EXCERPTED DATA START

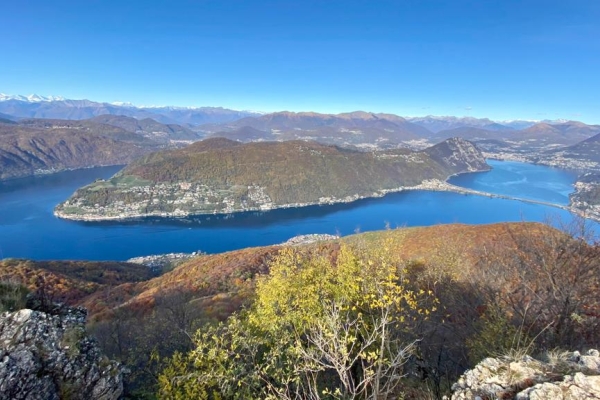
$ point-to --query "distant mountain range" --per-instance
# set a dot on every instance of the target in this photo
(35, 106)
(223, 176)
(35, 146)
(167, 126)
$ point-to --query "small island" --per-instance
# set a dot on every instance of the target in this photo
(221, 176)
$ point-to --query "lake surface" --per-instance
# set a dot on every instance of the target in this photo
(28, 228)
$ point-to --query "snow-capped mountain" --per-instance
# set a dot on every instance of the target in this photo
(32, 98)
(55, 107)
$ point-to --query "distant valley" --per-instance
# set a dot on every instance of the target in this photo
(43, 135)
(223, 176)
(37, 146)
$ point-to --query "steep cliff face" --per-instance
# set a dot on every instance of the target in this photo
(562, 376)
(45, 356)
(220, 176)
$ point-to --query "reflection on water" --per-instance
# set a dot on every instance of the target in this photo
(29, 230)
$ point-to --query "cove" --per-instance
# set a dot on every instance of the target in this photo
(28, 228)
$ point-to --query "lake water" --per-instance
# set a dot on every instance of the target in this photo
(28, 228)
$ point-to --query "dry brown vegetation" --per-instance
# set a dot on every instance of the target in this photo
(499, 287)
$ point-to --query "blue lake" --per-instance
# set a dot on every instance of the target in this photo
(28, 228)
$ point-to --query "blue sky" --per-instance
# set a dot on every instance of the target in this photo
(500, 59)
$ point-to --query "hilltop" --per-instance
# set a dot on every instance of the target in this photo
(36, 146)
(483, 278)
(223, 176)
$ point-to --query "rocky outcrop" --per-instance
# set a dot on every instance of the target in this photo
(562, 376)
(46, 356)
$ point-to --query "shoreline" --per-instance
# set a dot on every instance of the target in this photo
(433, 185)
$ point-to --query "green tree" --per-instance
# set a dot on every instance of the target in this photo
(320, 327)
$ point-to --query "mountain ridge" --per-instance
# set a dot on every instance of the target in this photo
(223, 176)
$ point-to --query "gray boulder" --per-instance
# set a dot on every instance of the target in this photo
(567, 376)
(46, 356)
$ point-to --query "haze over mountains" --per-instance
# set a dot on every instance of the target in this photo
(35, 106)
(34, 146)
(42, 134)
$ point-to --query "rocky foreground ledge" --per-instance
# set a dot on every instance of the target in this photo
(49, 356)
(567, 375)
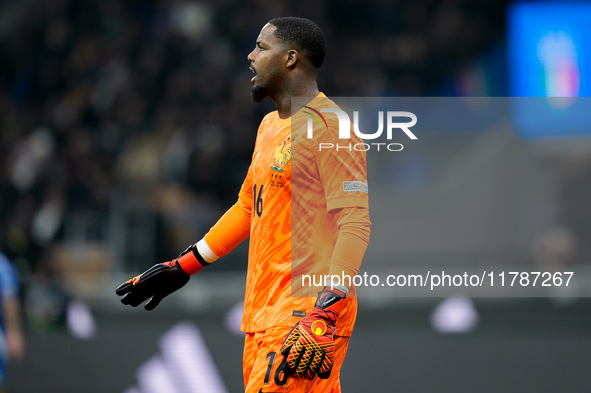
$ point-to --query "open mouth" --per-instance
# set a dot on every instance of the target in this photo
(254, 72)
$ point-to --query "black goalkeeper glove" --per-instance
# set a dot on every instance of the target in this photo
(161, 280)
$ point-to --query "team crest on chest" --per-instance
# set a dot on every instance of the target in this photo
(282, 155)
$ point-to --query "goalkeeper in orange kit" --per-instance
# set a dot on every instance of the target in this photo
(293, 343)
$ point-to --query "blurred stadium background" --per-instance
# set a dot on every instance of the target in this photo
(127, 129)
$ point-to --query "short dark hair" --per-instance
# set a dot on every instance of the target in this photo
(304, 34)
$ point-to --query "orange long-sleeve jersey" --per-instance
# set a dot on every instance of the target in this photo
(306, 212)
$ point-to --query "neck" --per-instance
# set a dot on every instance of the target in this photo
(295, 88)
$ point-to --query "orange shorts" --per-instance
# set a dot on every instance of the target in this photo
(264, 365)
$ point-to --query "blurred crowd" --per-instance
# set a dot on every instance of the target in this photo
(145, 103)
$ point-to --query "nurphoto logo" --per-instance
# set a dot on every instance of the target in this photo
(393, 122)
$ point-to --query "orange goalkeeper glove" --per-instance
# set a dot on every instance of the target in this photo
(309, 347)
(161, 280)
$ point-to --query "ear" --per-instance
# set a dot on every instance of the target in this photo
(292, 58)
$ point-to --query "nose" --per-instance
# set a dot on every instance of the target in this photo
(250, 56)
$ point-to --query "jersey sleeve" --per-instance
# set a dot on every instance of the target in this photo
(342, 170)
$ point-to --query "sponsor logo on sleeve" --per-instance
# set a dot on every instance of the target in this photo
(349, 186)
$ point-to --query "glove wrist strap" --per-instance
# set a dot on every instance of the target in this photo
(191, 261)
(331, 301)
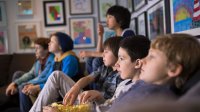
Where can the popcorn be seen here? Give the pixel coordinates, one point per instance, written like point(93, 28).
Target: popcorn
point(73, 108)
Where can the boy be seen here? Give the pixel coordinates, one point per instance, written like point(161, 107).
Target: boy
point(105, 78)
point(131, 51)
point(170, 61)
point(118, 23)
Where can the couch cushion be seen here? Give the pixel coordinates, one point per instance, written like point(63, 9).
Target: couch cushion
point(22, 62)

EXCERPTED DATA END

**AIM OF THE EXERCISE:** Omit the pictures and copy the records above exactly.

**RESULT OF THIS EXERCISE:**
$ point-to --query "distant mountain range" --per-instance
# set a dot on every instance of the target in this photo
(35, 106)
(223, 176)
(35, 146)
(167, 126)
$ point-to --query "small island" --per-instance
# set a dot on every instance of the target in this photo
(221, 176)
$ point-to --query "lake surface" --per-instance
# set a dot on every instance of the target in this photo
(28, 228)
$ point-to --query "snow-capped mountain" --per-instance
# set a dot on every instance of the target in this photo
(32, 98)
(55, 107)
$ point-to --query "distant valley" --per-instance
# set a dot on every instance of the target in this photo
(43, 135)
(223, 176)
(37, 146)
$ point-to --query "steep cliff face" --per-instance
# set a dot on every instance of the target in this photo
(562, 376)
(45, 356)
(220, 176)
$ point-to --query "reflection on water" --per-instance
# set a dot on every instance of the target in this photo
(29, 230)
$ point-to --query "cove" --per-instance
# set a dot on every instance of the target in this photo
(28, 228)
$ point-to --query "lake water" --per-instance
# set a dot on every instance of the target in this photo
(28, 228)
$ point-to --query "dry brown vegetation" --per-instance
# set a dot on every instance of the target in this photo
(499, 287)
$ point-to --query "blue lake" --per-instance
# set a dot on every instance of the target in this photo
(28, 228)
$ point-to --query "blue sky" --per-instance
# set a dot on every instance of the target in this photo
(500, 59)
$ point-to --query "hilltop" --per-instance
# set a dot on every instance of the target in this photo
(36, 146)
(483, 278)
(223, 176)
$ point-to --query "rocky outcrop" --per-instance
# set a dot on every instance of the target in this photo
(562, 376)
(46, 356)
$ point-to --query "shoreline" --per-instance
# set a dot on every instance of the target in this photo
(433, 185)
$ point-to --query "green tree" --per-instance
# set a dot on every instance of the target in this photo
(320, 327)
$ point-to --query "mountain ridge" --per-instance
# set a dot on every instance of the target in this photo
(223, 176)
$ point-to --query "gray boulder" --per-instance
# set a dot on every instance of the target in this photo
(567, 376)
(46, 356)
$ point-to --query "haze over mountains" --per-instance
# set a dot on every instance of the target in this photo
(35, 106)
(34, 146)
(42, 134)
$ point-to --query "rocky foreground ledge" --per-instance
# set a dot on every instance of the target in this photo
(49, 356)
(567, 375)
$ point-to --query "open mouth" --per-instance
# set a dot on every instance of the target in this photo
(254, 72)
$ point-to --query "black goalkeeper glove" --per-instance
# set a dot on every instance of the target in this photo
(161, 280)
$ point-to --query "team crest on chest" --per-instance
# set a dot on every instance of the target in this photo
(282, 155)
$ point-to --query "goalkeeper in orange kit" --per-instance
# set a dot on every instance of the target in this photo
(293, 343)
$ point-to --query "blurred stadium background" --per-instance
# set a dot on every instance of the target in this photo
(127, 129)
$ point-to --query "short dark hair" --per-instance
# set a dot on every instance of the target in this photo
(304, 34)
$ point-to --query "orange long-sleeve jersey" --per-instance
# set a dot on every instance of the target in this photo
(306, 212)
$ point-to --query "neck" --per-instance
# set a dot on every instance of the target in this photo
(295, 88)
$ point-to --query "orange shorts" --per-instance
# set a dot on every instance of the target in this photo
(264, 365)
$ point-to --query "blurred crowd" --per-instance
# set a dot on every instance of the target in this photo
(145, 103)
$ point-to --query "nurphoto logo" --per-instance
# set a dot on every instance of the target in this photo
(393, 122)
$ point-to --query "orange goalkeeper glove" --per-instance
# set a dot on every instance of the target in this photo
(309, 347)
(161, 280)
$ point-to --query "ear" --per-instance
# set a dot on every instance of the target in this photo
(292, 58)
$ point-to --query "nose" --per-instance
# set a dot on every instance of the target in this photo
(250, 56)
$ point-to --query "jersey sleeve" --per-instance
# set a dot on every instance of the target in this photo
(342, 170)
$ point-to --query "sponsor logo on sleeve" --per-instance
# set a dot on every instance of the target in this photo
(349, 186)
$ point-to --query "glove wrist strap" --per-instance
# set a dot on every instance of the target in this photo
(191, 261)
(331, 301)
Where can the popcorn be seen here? Give the pixel coordinates, one point per instance, written like point(93, 28).
Target: popcorn
point(73, 108)
Where can the boy be seen here? Give the pixel coordinates, one point per instance, written like point(161, 107).
Target: boy
point(105, 78)
point(131, 51)
point(170, 61)
point(118, 23)
Where can the couch cushion be seen here? Give the pixel coordinates, one point per instance, written like point(63, 9).
Target: couch cushion
point(22, 62)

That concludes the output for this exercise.